◆ Görev Tanımı 1 ◆
Aşağıdaki satırlardan "position of handrail" ifadesini içeren satırdan başlayıp "xmin=72 ymin=205 xmax=81 ymax=292" ifadesini içeren satıra kadar olanları, her iki uç satır da dahil olmak üzere, hiçbir değişiklik yapmadan yazınız.

Evliliklerde namzetlerin küfüv olmasına çok dikkat edilirdi. Evlenmeler görücü usûlü olurdu. Yani tecrübeli ve mâneviyatlı büyüklerden gelen güzel tavsiyelerle, aileler tanıştırılırdı. Bunun neticesinde, gelin ve damat arasında bir mizaç aykırılığı olmazdı. Evlilik geç yaşlara asla bırakılmazdı.
Düğünler dervişâne olurdu. Fakir ve gariplerin duâsı alınırdı. Gövde gösterisine dönüştürülmez, sadece ikram ve cömertliğin ihtişamı sergilenirdi. Gelin-kaynana münasebeti anne-kız dengesi içindeydi. Gelinler, kayınvâlidelerini anne makamında görürlerdi. Kayınvâlideler de gelinlerini, kızlarından ayırmazlardı. Beyler, hanımlarına «Allâh’ın bir emâneti» olarak, muhabbetle ve hassâsiyetle muâmele ederdi. Hanımlar da beylerine itaat ve hürmetle muâmelede bulunurdu. Evlenen kız evlâtlara:
“–Kızım, beyaz gelinliğinle bu eve gelin olarak giriyorsun. Bu evden de ancak bembeyaz ve lekesiz bir kefenle çıkacaksın. (Yani ömrünü hayırlı bir şekilde ailende geçirecek, ayrılık ihtimalini gönlüne dahî getirmeyeceksin.) Kızım, şikâyeti unutacak, velev ki ağzından kan gelse bile; «Kızılcık şerbeti içtim.» diyeceksin.” gibi hüsn-i muâmele, sabır ve tahammül telkinlerinde bulunulurdu. Damatlara da:
“‒Evlâdım, hanımın, sana Allâh’ın bir emânetidir. Ona karşı ne kadar hayırlı ve kerem sahibi olursan, Allah katında o kadar hayırlı bir kul olursun!” diye telkin edilirdi.

◆ Alıştırma Verileri ◆
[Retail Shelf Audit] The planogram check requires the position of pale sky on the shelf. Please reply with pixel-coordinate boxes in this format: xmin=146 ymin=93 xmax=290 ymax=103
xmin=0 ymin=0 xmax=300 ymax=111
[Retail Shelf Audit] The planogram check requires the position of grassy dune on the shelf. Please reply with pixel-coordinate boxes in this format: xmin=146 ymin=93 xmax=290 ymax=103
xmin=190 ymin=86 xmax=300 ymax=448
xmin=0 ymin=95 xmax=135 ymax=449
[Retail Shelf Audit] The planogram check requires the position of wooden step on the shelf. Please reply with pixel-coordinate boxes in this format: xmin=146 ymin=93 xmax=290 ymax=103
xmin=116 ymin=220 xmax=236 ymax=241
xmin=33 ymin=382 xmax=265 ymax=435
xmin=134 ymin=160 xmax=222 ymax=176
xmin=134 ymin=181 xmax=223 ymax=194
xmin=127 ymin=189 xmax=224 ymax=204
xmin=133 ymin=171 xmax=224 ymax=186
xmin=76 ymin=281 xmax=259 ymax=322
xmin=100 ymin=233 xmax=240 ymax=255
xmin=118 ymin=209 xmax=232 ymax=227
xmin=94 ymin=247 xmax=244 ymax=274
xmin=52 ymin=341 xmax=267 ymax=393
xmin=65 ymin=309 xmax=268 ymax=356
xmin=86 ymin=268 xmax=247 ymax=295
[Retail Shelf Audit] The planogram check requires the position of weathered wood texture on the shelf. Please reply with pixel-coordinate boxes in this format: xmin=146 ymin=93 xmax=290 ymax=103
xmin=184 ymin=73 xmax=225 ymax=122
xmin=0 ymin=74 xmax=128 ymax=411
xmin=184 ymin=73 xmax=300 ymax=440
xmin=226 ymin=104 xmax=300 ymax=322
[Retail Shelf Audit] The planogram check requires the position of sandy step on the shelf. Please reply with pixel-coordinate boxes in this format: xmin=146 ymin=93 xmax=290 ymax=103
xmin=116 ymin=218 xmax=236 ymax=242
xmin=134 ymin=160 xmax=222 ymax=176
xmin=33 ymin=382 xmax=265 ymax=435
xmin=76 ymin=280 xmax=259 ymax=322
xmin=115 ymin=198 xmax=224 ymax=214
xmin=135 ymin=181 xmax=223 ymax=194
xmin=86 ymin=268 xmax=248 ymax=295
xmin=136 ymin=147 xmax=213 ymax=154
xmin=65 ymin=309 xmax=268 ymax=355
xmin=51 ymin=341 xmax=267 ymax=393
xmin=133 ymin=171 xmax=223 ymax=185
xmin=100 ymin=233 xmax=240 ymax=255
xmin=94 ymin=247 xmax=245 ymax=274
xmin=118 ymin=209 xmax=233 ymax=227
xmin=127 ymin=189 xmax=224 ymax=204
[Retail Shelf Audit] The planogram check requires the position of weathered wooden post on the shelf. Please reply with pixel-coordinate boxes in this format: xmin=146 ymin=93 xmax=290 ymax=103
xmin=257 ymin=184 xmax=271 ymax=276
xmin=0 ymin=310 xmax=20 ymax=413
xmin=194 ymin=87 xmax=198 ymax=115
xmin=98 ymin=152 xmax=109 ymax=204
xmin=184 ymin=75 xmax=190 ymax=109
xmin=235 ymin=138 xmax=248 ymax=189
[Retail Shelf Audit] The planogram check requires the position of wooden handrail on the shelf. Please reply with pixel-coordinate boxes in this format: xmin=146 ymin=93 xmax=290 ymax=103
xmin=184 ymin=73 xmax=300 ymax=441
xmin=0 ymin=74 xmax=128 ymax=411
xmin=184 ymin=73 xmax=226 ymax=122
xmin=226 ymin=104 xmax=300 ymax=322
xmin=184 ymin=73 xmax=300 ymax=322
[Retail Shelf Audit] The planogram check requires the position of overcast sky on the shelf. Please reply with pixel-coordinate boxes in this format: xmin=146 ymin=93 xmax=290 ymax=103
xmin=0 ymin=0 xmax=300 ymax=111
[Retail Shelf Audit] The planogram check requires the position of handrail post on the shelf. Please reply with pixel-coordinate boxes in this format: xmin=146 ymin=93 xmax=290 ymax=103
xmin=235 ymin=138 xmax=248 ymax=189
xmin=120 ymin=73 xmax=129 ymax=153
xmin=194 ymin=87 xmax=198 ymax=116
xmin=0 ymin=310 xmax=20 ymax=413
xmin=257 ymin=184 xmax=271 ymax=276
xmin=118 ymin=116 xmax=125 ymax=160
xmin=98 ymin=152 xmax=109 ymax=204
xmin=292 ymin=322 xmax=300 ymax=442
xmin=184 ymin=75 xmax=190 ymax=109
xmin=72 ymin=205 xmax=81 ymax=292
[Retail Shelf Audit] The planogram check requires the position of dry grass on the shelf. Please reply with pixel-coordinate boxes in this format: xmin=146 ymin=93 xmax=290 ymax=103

◆ Görev Tanımı 2 ◆
Evlilik gelenekleri hakkındaki metinde düğünlerin nasıl olduğuna dair belirtilen hususların tamamını sıralayınız.

◆ Doğru Yanıt 1 ◆
[Retail Shelf Audit] The planogram check requires the position of handrail post on the shelf. Please reply with pixel-coordinate boxes in this format: xmin=146 ymin=93 xmax=290 ymax=103
xmin=235 ymin=138 xmax=248 ymax=189
xmin=120 ymin=73 xmax=129 ymax=153
xmin=194 ymin=87 xmax=198 ymax=116
xmin=0 ymin=310 xmax=20 ymax=413
xmin=257 ymin=184 xmax=271 ymax=276
xmin=118 ymin=116 xmax=125 ymax=160
xmin=98 ymin=152 xmax=109 ymax=204
xmin=292 ymin=322 xmax=300 ymax=442
xmin=184 ymin=75 xmax=190 ymax=109
xmin=72 ymin=205 xmax=81 ymax=292

◆ Doğru Yanıt 2 ◆
- Düğünler dervişâne olurdu.
- Fakir ve gariplerin duâsı alınırdı.
- Düğünler gövde gösterisine dönüştürülmezdi.
- Yalnızca ikram ve cömertliğin ihtişamı sergilenirdi.